***** Data for this exercise

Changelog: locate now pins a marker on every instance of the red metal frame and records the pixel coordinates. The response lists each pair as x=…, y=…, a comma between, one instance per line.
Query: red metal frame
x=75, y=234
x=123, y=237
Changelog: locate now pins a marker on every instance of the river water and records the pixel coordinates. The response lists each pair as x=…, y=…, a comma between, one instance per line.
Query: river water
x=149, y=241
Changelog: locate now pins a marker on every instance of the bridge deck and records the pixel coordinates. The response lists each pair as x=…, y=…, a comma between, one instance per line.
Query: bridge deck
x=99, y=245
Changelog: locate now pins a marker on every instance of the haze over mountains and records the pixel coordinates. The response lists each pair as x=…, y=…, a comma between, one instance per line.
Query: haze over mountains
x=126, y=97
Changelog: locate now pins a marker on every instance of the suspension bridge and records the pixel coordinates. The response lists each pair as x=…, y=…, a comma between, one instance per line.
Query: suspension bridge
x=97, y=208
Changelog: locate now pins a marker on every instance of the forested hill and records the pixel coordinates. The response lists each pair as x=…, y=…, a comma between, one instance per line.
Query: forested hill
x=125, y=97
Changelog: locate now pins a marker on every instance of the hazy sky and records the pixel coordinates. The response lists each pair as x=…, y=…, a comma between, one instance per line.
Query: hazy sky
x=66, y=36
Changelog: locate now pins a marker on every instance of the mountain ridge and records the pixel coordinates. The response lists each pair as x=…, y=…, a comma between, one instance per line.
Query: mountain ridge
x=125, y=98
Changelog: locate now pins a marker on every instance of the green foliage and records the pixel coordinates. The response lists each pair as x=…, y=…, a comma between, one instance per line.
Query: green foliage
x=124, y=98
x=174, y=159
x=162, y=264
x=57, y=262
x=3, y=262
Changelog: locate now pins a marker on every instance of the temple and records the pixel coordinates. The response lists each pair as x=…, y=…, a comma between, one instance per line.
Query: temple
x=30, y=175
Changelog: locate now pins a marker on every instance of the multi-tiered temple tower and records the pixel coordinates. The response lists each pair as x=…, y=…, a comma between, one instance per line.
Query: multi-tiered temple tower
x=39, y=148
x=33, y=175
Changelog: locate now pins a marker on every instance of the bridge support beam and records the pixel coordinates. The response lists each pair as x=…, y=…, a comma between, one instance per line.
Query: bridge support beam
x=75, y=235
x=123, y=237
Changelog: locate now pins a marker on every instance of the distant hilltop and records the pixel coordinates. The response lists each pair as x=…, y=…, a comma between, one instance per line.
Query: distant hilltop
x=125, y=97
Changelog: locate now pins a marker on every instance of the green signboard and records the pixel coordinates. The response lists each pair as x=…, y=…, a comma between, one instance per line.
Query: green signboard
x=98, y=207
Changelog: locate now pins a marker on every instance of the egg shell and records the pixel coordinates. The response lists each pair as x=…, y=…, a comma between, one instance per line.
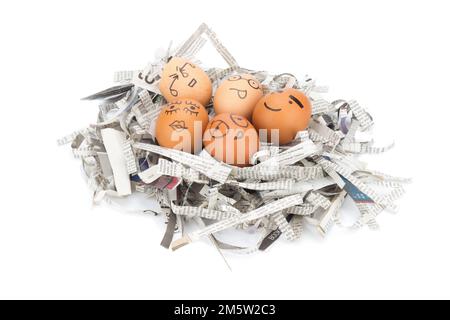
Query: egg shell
x=180, y=125
x=231, y=138
x=238, y=94
x=181, y=79
x=288, y=111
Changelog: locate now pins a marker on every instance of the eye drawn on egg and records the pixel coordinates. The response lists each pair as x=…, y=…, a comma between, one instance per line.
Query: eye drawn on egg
x=178, y=125
x=176, y=76
x=216, y=129
x=239, y=121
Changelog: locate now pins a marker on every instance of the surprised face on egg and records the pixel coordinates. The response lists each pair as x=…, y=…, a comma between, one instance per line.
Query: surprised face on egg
x=183, y=79
x=181, y=124
x=238, y=94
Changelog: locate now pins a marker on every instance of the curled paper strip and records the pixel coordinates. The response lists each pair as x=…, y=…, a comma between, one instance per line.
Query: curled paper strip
x=285, y=188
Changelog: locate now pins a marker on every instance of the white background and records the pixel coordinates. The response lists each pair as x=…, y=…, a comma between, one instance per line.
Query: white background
x=392, y=56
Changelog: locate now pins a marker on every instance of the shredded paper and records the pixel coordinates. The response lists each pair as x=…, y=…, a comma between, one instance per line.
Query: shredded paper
x=285, y=189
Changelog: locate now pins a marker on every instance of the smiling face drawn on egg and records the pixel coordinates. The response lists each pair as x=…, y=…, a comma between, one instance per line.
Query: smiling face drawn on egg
x=183, y=79
x=231, y=138
x=287, y=112
x=238, y=94
x=181, y=124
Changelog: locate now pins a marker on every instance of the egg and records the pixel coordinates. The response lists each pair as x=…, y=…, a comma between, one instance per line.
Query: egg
x=180, y=125
x=181, y=79
x=231, y=138
x=238, y=94
x=288, y=112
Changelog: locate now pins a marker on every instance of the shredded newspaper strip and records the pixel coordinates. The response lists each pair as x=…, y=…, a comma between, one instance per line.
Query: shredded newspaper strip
x=285, y=189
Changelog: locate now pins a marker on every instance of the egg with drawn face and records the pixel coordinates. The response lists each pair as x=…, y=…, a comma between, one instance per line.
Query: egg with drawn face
x=238, y=94
x=180, y=125
x=231, y=138
x=285, y=113
x=181, y=79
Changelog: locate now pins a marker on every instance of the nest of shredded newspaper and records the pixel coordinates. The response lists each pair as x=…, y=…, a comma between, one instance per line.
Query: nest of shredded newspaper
x=286, y=188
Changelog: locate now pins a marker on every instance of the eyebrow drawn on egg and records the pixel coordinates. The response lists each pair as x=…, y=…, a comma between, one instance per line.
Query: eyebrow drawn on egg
x=271, y=109
x=298, y=102
x=192, y=83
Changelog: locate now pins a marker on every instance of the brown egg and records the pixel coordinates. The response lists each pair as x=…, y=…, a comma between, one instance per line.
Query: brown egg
x=181, y=124
x=182, y=79
x=288, y=112
x=238, y=94
x=231, y=138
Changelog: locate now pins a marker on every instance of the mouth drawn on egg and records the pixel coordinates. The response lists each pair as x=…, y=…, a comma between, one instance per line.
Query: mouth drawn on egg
x=241, y=93
x=298, y=102
x=272, y=109
x=178, y=125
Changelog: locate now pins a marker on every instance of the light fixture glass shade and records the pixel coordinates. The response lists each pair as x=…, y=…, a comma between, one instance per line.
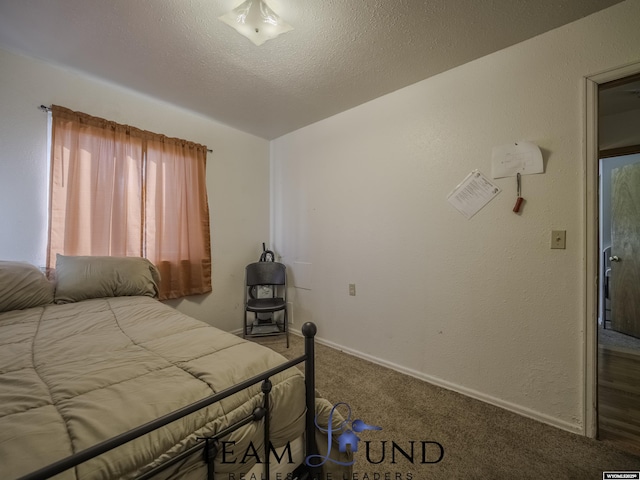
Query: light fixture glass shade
x=256, y=21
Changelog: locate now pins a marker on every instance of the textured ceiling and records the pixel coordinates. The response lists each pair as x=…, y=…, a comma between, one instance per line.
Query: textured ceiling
x=340, y=54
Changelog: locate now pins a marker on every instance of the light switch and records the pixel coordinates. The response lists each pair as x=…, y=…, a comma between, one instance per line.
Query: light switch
x=559, y=239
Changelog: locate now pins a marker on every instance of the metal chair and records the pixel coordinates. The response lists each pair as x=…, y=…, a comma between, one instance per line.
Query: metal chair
x=265, y=294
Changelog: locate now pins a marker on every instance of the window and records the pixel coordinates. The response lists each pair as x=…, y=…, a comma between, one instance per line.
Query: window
x=120, y=191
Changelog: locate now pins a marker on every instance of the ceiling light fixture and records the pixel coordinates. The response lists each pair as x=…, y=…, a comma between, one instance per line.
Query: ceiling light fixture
x=256, y=21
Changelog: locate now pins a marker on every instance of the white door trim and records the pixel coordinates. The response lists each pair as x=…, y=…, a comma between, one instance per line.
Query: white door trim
x=591, y=239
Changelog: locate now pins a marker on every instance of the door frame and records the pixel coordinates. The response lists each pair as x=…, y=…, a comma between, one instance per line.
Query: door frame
x=591, y=245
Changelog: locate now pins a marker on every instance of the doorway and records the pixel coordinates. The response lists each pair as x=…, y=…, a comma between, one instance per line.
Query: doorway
x=618, y=324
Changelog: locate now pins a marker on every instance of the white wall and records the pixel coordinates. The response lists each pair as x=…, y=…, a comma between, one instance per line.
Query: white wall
x=483, y=306
x=237, y=172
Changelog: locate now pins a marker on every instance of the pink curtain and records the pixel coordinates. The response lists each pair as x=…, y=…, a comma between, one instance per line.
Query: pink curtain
x=120, y=191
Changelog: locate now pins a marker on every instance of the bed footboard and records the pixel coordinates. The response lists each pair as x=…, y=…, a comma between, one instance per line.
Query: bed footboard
x=209, y=445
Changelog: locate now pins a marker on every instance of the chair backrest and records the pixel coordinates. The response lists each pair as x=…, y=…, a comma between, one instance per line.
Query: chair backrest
x=266, y=273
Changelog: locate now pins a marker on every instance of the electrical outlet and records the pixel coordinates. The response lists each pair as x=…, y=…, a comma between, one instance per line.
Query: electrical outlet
x=559, y=239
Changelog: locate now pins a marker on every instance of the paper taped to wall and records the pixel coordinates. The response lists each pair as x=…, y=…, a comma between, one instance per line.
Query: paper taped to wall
x=521, y=157
x=473, y=193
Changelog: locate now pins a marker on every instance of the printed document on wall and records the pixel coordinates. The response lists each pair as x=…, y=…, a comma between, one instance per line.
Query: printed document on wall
x=473, y=193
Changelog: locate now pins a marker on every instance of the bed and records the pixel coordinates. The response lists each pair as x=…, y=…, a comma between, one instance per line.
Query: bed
x=93, y=355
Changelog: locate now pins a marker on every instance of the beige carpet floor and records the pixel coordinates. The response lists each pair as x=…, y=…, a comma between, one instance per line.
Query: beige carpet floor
x=480, y=441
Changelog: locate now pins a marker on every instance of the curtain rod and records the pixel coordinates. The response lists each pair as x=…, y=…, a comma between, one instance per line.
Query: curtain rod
x=44, y=108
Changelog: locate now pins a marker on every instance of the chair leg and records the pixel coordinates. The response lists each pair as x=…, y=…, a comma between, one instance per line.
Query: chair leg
x=286, y=326
x=244, y=325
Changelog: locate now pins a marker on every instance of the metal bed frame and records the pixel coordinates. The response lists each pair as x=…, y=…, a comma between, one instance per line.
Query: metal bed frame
x=209, y=445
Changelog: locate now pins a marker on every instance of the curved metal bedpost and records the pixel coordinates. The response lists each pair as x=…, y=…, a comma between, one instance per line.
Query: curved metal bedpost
x=309, y=331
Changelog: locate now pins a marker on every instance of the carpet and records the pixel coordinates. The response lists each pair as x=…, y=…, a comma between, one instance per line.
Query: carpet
x=478, y=440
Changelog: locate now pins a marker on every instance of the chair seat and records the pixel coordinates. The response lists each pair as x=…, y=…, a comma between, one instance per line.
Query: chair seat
x=265, y=304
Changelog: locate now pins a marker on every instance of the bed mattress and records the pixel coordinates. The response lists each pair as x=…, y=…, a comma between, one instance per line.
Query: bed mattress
x=75, y=374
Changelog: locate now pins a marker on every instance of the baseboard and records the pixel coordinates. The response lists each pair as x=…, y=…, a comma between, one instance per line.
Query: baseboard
x=512, y=407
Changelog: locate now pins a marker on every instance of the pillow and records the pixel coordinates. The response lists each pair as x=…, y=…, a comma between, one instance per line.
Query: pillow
x=23, y=285
x=81, y=278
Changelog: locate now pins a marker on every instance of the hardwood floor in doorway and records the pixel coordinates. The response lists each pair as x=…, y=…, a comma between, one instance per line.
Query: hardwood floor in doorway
x=619, y=396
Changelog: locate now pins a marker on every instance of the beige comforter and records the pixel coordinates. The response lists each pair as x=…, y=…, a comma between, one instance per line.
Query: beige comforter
x=76, y=374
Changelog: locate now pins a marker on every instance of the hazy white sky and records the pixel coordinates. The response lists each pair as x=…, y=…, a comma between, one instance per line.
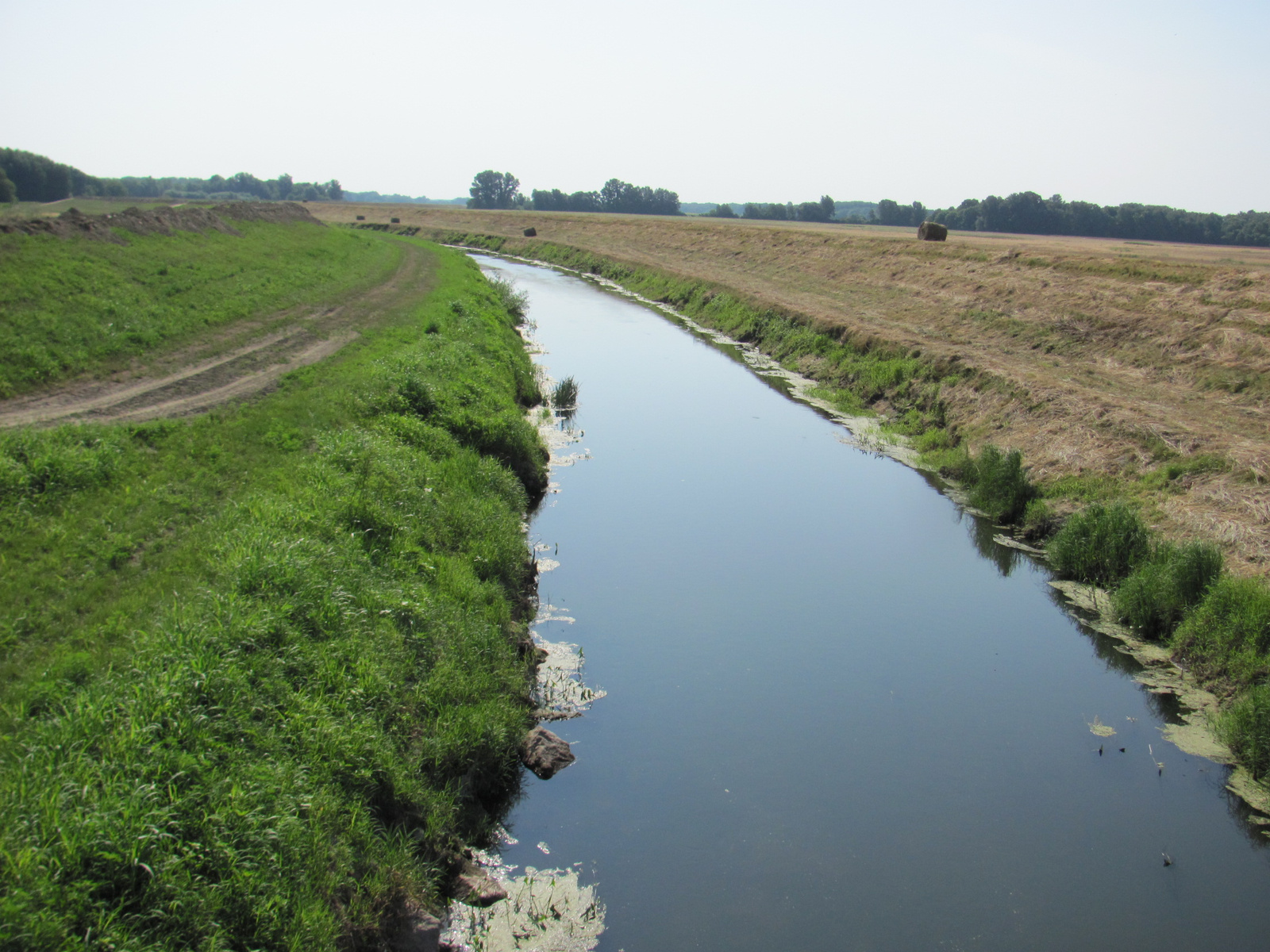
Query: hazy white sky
x=937, y=101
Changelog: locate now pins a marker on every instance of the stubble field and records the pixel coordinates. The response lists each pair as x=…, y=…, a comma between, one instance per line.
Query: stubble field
x=1115, y=367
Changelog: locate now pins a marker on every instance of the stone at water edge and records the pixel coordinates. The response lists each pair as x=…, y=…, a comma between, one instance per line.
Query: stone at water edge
x=419, y=933
x=476, y=888
x=544, y=753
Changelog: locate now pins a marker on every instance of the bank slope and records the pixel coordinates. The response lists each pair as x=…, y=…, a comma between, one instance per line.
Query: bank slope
x=298, y=685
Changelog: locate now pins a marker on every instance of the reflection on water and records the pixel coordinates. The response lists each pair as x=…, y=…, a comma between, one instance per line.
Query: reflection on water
x=833, y=721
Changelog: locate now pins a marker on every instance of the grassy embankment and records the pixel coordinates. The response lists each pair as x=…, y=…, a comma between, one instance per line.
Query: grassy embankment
x=262, y=672
x=78, y=306
x=1218, y=626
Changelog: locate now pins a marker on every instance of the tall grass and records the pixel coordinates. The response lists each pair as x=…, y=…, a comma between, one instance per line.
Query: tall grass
x=1100, y=545
x=1155, y=597
x=564, y=395
x=861, y=368
x=273, y=720
x=75, y=306
x=996, y=480
x=1245, y=727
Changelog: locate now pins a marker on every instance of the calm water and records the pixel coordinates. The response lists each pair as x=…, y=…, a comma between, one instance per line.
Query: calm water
x=832, y=723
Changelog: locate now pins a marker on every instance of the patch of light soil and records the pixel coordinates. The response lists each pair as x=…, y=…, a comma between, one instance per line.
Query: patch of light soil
x=560, y=692
x=545, y=911
x=1160, y=676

**********

Can you rewrite the lines above as a numbered list, from the line containing "of the bank" through the line containing "x=298, y=685", both included and blank lines left out?

1. Changelog: locate now pins a marker on every instance of the bank slope and records the pixel coordinates. The response lists each pair as x=…, y=…, a comma between, one instance per line.
2. Query: bank slope
3. x=298, y=685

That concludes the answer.